(Given text)

S. K. Thoth (or often just Thoth) is a New York-based performance artist known for his eclectic mix of violin, voice, and dance performance who was the subject of the Academy Award winning documentary Thoth. Thoth calls his work "prayformance", emphasizing a spiritual dimension. His motto from his website is "I heal through divine prayformance". He sings in a language he himself created, the language of the Festad, a mythical people and land in his "Solopera", his one-man opera.

==Early life==
Thoth was born Stephen Kaufman in New York City around 1956. His father, Dr. George Kaufman, was a Russian Jew and chairman of the Queens branch of the Congress of Racial Equality, and his mother, the pioneering percussionist Elayne Jones, was born in Harlem. Stephen Kaufman attended LaGuardia High School of the Arts in Manhattan and holds a degree in comparative literature from San Francisco State University.

(End Given text)
(Extracted records)

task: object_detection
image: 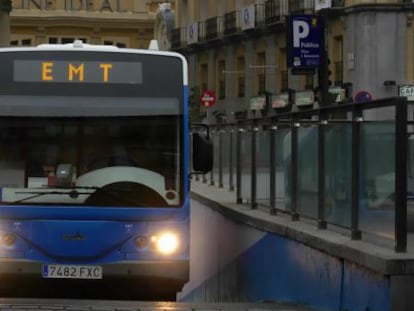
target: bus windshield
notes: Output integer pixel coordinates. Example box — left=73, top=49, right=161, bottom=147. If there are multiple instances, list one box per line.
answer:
left=0, top=96, right=183, bottom=207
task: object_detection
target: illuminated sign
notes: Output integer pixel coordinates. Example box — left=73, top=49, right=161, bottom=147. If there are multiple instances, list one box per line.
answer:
left=13, top=60, right=142, bottom=84
left=13, top=0, right=127, bottom=12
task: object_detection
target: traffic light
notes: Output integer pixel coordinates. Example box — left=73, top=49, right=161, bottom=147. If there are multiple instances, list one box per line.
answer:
left=188, top=86, right=200, bottom=106
left=0, top=0, right=12, bottom=12
left=318, top=57, right=332, bottom=106
left=326, top=58, right=332, bottom=87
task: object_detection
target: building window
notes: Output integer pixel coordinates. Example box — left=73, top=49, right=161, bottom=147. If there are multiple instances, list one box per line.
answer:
left=255, top=52, right=266, bottom=94
left=10, top=39, right=33, bottom=46
left=236, top=56, right=245, bottom=97
left=199, top=64, right=208, bottom=92
left=217, top=60, right=226, bottom=99
left=276, top=48, right=289, bottom=92
left=305, top=74, right=313, bottom=90
left=280, top=70, right=289, bottom=92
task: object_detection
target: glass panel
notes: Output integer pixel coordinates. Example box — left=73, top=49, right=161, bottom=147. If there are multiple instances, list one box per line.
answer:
left=324, top=123, right=352, bottom=227
left=241, top=131, right=252, bottom=202
left=256, top=131, right=270, bottom=207
left=359, top=122, right=395, bottom=238
left=0, top=115, right=182, bottom=207
left=212, top=130, right=220, bottom=186
left=220, top=129, right=234, bottom=188
left=297, top=126, right=319, bottom=218
left=275, top=128, right=292, bottom=210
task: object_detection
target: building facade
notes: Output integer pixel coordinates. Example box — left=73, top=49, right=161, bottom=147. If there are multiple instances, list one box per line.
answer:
left=10, top=0, right=172, bottom=48
left=171, top=0, right=414, bottom=123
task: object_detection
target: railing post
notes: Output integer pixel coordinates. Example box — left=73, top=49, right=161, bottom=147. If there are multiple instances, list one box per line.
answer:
left=218, top=130, right=223, bottom=188
left=291, top=120, right=300, bottom=221
left=351, top=105, right=363, bottom=240
left=209, top=131, right=217, bottom=186
left=269, top=126, right=277, bottom=215
left=250, top=125, right=259, bottom=209
left=236, top=128, right=243, bottom=204
left=229, top=129, right=234, bottom=191
left=394, top=99, right=408, bottom=252
left=318, top=116, right=328, bottom=229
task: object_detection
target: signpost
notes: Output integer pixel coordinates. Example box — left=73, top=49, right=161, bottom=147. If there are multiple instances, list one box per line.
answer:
left=200, top=90, right=216, bottom=108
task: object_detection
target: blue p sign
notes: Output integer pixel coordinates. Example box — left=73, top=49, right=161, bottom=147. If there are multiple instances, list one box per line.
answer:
left=293, top=20, right=310, bottom=48
left=287, top=15, right=324, bottom=70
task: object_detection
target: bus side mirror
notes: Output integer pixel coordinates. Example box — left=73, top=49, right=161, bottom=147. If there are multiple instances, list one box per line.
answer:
left=192, top=132, right=213, bottom=174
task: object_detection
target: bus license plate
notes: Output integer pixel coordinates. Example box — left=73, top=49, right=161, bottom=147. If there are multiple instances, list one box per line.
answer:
left=42, top=265, right=102, bottom=280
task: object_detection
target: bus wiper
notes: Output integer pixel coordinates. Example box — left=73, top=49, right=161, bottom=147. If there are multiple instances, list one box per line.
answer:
left=12, top=187, right=99, bottom=204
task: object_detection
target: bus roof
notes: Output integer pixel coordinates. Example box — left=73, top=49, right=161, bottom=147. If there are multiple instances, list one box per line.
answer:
left=0, top=40, right=188, bottom=85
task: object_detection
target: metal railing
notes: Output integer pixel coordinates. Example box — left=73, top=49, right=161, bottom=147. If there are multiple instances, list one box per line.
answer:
left=197, top=98, right=408, bottom=252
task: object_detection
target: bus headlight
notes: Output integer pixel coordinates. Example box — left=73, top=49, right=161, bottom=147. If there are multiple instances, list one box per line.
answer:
left=151, top=232, right=180, bottom=255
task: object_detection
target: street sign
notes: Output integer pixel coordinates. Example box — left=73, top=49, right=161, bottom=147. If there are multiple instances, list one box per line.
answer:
left=287, top=14, right=324, bottom=69
left=200, top=90, right=216, bottom=108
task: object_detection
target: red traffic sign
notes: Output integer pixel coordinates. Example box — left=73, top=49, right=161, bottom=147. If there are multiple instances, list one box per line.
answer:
left=200, top=90, right=216, bottom=108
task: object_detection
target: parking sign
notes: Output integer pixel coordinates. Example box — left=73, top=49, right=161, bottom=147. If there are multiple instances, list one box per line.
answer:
left=287, top=15, right=324, bottom=69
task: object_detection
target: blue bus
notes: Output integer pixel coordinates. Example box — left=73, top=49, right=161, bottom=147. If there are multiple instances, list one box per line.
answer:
left=0, top=41, right=212, bottom=299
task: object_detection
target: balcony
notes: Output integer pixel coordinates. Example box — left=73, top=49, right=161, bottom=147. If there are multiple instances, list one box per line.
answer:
left=171, top=27, right=187, bottom=50
left=265, top=0, right=284, bottom=25
left=288, top=0, right=315, bottom=14
left=205, top=16, right=224, bottom=41
left=223, top=11, right=241, bottom=36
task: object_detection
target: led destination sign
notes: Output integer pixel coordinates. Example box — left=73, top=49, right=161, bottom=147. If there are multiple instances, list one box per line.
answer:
left=13, top=60, right=142, bottom=84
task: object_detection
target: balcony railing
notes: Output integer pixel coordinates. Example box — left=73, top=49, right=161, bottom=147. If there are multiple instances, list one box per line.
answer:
left=288, top=0, right=315, bottom=13
left=171, top=27, right=186, bottom=49
left=254, top=4, right=266, bottom=27
left=265, top=0, right=282, bottom=24
left=223, top=11, right=240, bottom=35
left=205, top=16, right=224, bottom=40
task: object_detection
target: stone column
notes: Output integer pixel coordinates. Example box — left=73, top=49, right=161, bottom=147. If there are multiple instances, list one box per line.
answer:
left=0, top=0, right=12, bottom=46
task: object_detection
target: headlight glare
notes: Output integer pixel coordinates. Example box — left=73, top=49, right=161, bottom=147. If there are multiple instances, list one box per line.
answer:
left=151, top=232, right=180, bottom=255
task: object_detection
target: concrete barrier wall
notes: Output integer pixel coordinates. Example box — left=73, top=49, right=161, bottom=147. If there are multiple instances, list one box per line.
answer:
left=178, top=199, right=392, bottom=311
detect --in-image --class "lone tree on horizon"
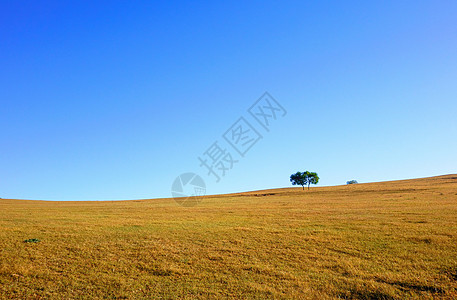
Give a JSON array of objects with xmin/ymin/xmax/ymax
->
[{"xmin": 290, "ymin": 171, "xmax": 319, "ymax": 190}]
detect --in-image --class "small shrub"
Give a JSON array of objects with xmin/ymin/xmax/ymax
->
[{"xmin": 24, "ymin": 239, "xmax": 40, "ymax": 243}]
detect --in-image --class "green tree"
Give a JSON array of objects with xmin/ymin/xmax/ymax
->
[
  {"xmin": 290, "ymin": 172, "xmax": 306, "ymax": 189},
  {"xmin": 290, "ymin": 171, "xmax": 319, "ymax": 190}
]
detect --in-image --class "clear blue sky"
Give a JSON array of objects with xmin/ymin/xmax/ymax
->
[{"xmin": 0, "ymin": 0, "xmax": 457, "ymax": 200}]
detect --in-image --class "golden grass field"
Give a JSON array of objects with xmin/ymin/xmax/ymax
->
[{"xmin": 0, "ymin": 175, "xmax": 457, "ymax": 299}]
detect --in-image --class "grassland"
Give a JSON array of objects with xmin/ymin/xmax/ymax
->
[{"xmin": 0, "ymin": 175, "xmax": 457, "ymax": 299}]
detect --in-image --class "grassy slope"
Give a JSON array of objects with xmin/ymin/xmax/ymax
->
[{"xmin": 0, "ymin": 175, "xmax": 457, "ymax": 298}]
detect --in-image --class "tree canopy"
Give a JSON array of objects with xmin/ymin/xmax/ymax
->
[{"xmin": 290, "ymin": 171, "xmax": 319, "ymax": 190}]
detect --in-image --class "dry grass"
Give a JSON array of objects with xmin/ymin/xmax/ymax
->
[{"xmin": 0, "ymin": 175, "xmax": 457, "ymax": 299}]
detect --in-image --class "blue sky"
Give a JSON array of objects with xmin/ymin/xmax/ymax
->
[{"xmin": 0, "ymin": 1, "xmax": 457, "ymax": 200}]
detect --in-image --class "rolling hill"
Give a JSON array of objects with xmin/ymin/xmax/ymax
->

(End Extracted records)

Instructions:
a: List the things that the text about S. K. Thoth says he mixes in his performances.
b: Write the next part of the text about S. K. Thoth, continuing after its last sentence.

Answers to this exercise:
a: violin, voice, dance

b:
His mother was the first African-American timpani player for the New York Philharmonic, and Thoth was exposed to classical music at a young age. His mother's connections allowed him access to education from professional musicians.

In the early 1990s Thoth worked occasionally as a model in life drawing classes at the Sharon Art Studio in San Francisco's Golden Gate Park. He also performed in the park and in BART and MUNI stations.

==Career==
Kaufman chose the name of Thoth, an ancient Egyptian deity, because he perceived Egypt to historically be "the center for mixed races". Thoth invented his own world, the Festad, from which his solopera The Herma: The Life and Land of Nular-In is taken. Thoth began performing this one-man opera in San Francisco, and then New York.

With various musicians including Scott Kungha Drengsen, Boris Goldman, and Rhan Wilson, Thoth recorded three CDs.

The band dissolved in 1998 and Thoth began performing solo and created an original epic opera, “THE HERMA: The Life and Land of Nular-in” based on a mythical land called the Festad which he has been writing about since a child.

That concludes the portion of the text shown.